Work task: Reproduce every record below exactly, with the pictures left out.

Dataset records:
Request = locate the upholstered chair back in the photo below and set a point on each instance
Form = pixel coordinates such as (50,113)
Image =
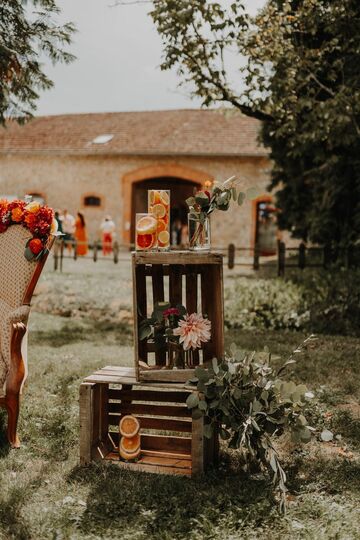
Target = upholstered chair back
(15,270)
(16,273)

Response box:
Request = locate the upholstered chair back in the photo below and set a point on each instance
Form = pixel coordinates such as (50,113)
Image =
Target = upholstered chair back
(15,270)
(16,273)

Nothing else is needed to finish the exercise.